■ **GOAL**:
Return all of the records below unchanged, leaving the pictures out.

Excerpts from location labeling data:
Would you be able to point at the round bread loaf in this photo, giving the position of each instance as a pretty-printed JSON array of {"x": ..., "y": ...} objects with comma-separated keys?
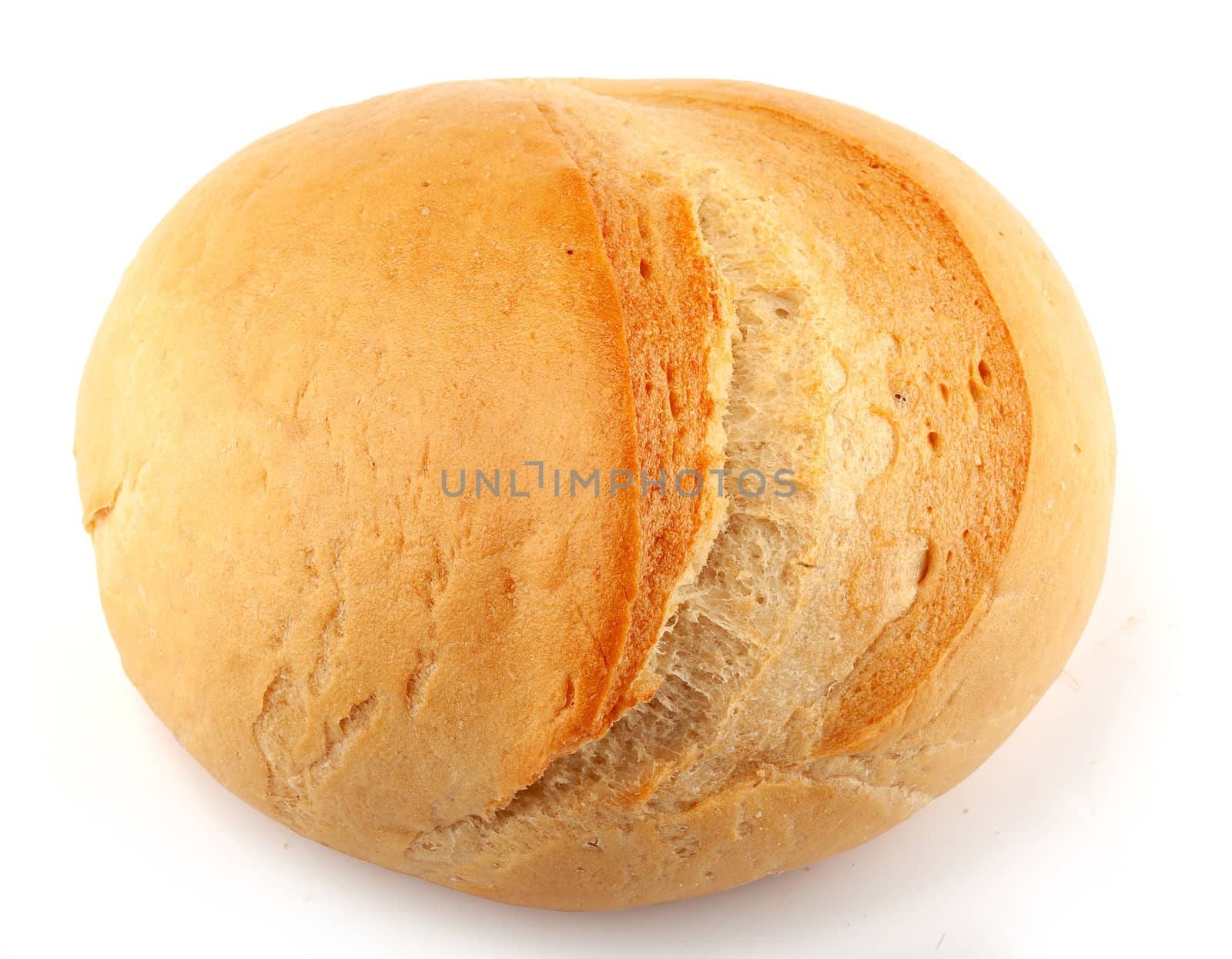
[{"x": 594, "y": 493}]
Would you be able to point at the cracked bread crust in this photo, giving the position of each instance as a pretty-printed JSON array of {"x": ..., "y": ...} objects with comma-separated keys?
[
  {"x": 737, "y": 686},
  {"x": 322, "y": 326}
]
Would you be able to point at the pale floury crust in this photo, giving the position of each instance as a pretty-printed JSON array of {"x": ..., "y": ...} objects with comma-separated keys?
[{"x": 594, "y": 702}]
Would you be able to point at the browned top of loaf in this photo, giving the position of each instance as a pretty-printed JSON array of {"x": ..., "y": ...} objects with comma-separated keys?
[{"x": 320, "y": 327}]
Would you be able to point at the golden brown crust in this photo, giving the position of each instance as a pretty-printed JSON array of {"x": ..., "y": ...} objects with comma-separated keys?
[
  {"x": 889, "y": 326},
  {"x": 320, "y": 327},
  {"x": 679, "y": 357}
]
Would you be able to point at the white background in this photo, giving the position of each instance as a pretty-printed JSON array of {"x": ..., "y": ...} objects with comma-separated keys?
[{"x": 1100, "y": 829}]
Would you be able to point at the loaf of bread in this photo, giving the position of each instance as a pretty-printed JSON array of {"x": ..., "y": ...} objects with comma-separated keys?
[{"x": 594, "y": 493}]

■ **OUTPUT BELOW**:
Would you be able to point at the round bread loaf in this photo, giving the position of each instance as a pretty-printed JSON array of {"x": ..., "y": ...} objects with comma-separated keys?
[{"x": 594, "y": 493}]
Would you be able to point at the cracked bread crust in this photo, giving the position of each instance as a pretty-printed JSON array of {"x": ..., "y": ...} objects with comma-separated keys?
[
  {"x": 737, "y": 686},
  {"x": 322, "y": 326}
]
Would you be able to point at the pale floury crust in this photo, giving the position of each instance as a pretty-printed JSON array of {"x": ..., "y": ...} objects with comma-separated keys?
[{"x": 594, "y": 702}]
Would you be able to point at the browned top of loaf in this photo, giving the position of each instance as a pretty-printed JSON array of {"x": ..., "y": ...} objects with comma-separated keys?
[{"x": 320, "y": 327}]
Would you be able to point at the golden brown crust in this photo, giving the position of each instance as a pretty-printed JSON array of {"x": ..., "y": ...} objects with comma-separated keys?
[
  {"x": 889, "y": 326},
  {"x": 320, "y": 327},
  {"x": 679, "y": 357}
]
Would you be able to point at the white background in this photo, giving the position of each instance as a pretty-printed JSON array of {"x": ..., "y": ...} objects with comma-separated keys?
[{"x": 1100, "y": 829}]
Would you be able to point at the loaf of bread in this photo, giving the position of each instance as a pretty-printed JSON array of {"x": ..., "y": ...} objects with comma-separated keys?
[{"x": 594, "y": 493}]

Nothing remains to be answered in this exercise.